__Задание 1__:
Подходят ли к отрывку о «Герое нашего времени» утверждения (а), (б) и (в)? На каждое ответьте «да» или «нет» и приведите точную цитату из отрывка, которая это решает.
(а) В книге Лермонтова есть сквозной романный сюжет.
(б) По словам Котельникова, характеру Печорина не нужны предыстория и перспектива.
(в) Приём Лермонтова Левин называет своего рода пунктирностью.
__Задание 2__:
Перепишите весь список ниже, вместе с запросом, и прибавьте -58 к каждой координате точек в ответах.

__Отрывок текста__:
>>

Концентрической композиция «Героя нашего времени» открывается взору исследователя при осознании особого значения главного героя. Но нечто существенное позволяет заметить и линейное восприятие. «…Лермонтов идет от внешнего к внутреннему, от описания – к анализу, завершая рассказ обобщающими рассуждениями»117. Пишет В. И. Левин: «Если представить себе “Героя нашего времени” в целом, выявляется прием, которым пользуется Лермонтов в воплощении и развитии идей романа. Это своего рода пунктирность: большинство идейных мотивов проходят через весь роман, возникая и варьируясь на многих, подчас даже отдаленных друг от друга значительными интервалами, страницах»118. Только идеи не могут существовать сами по себе, они должны обрести форму. Мысли исследователя точнее вписываются в концепцию циклического построения книги: варианты разработки идейных мотивов разделяются не просто интервалами страниц, они возникают в связанных, но и обладающих автономией произведениях.

Именно с циклическим построением книги хорошо соотносится особенность изображения персонажей, отмеченная В. А. Котельниковым: «…“Портрет, составленный из пороков всего нашего поколения”, есть образ, по способу создания, именно “составленный”, композитный… Он собран из черт, качеств, поступков, вносимых в заданную персонажную конфигурацию извне, а не принадлежащих становлению, развитию изображаемого характера. Характеру Печорина не нужны предыстория и перспектива». Исследователь продолжает: «В такой литературной форме реализовалась одна из основных антропологических идей романтизма: в человеке заложены разнородные душевные, умственные силы и свойства, и то, что они в своей автономности и в ничем не ограниченных проявлениях не подчиняются какому-либо единому религиозному, моральному началу, – это и знаменует свободу человека… В судьбе его возможны самые резкие повороты…»119.

Устойчивое именование «Героя нашего времени» романом провоцирует и постановку проблем, характерных для понимания именно романа, например, проблема сюжета. Но в книге Лермонтова нет сквозного романного сюжета (соответственно нет и романа)! О великий могучий язык! Утверждается нечто откровенно нереальное, но к нему присоединяется эпитет «особое», «своеобразное» – и вроде как утверждение получает осмысленность, на деле оставаясь призраком. Надо бы щадить язык. Иерархию устанавливают сами слова: имя существительное, имя прилагательное – слова сами меж собою разбираются, что главное.

Вот видимость решения проблемы: «Бесспорно, что почти все главы (?) “Героя нашего времени” обладают относительной замкнутостью и самостоятельностью, так как в каждой из них развертывается то или иное событие, получающее свое выражение в определенных сюжетных связях. Но, включенные в роман, эти, на первый взгляд, замкнутые сюжеты теряют свою самостоятельность, образуя особый сквозной сюжет, по отношению к которому отдельные “новеллистические” сюжеты носят подчиненный характер»120. В книге просто нет сквозного сюжета, а он якобы подчиняет себе реальные сюжеты компонентов, что принижает их немалую фактическую роль. Сюжет-призрак ставится в заслугу писателю: «Новаторство Лермонтова заключается именно в том, что он создал психологический роман, т. е. роман, в котором сквозной сюжет строится не на событийной связи <т. е. перестает быть сюжетом!>, а на анализе (?) противоречивости Печорина, которая определяет его поведение, поступки, облик». Сюжет, понятие вполне определенное, подменяется «душевно-психологической коллизией» (с. 21), которой ведь еще надо найти форму воплощения, а она, форма, бывает весьма разной, совсем не обязательно сюжетной.

<<

__Исходные данные__:
>>

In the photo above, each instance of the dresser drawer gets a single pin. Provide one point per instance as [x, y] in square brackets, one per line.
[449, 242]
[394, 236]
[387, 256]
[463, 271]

<<

__Разбор решения 1__:
(а) Нет: «Но в книге Лермонтова нет сквозного романного сюжета (соответственно нет и романа)!»
(б) Да: «Характеру Печорина не нужны предыстория и перспектива».
(в) Да: «Это своего рода пунктирность»

__Разбор решения 2__:
In the photo above, each instance of the dresser drawer gets a single pin. Provide one point per instance as [x, y] in square brackets, one per line.
[391, 184]
[336, 178]
[329, 198]
[405, 213]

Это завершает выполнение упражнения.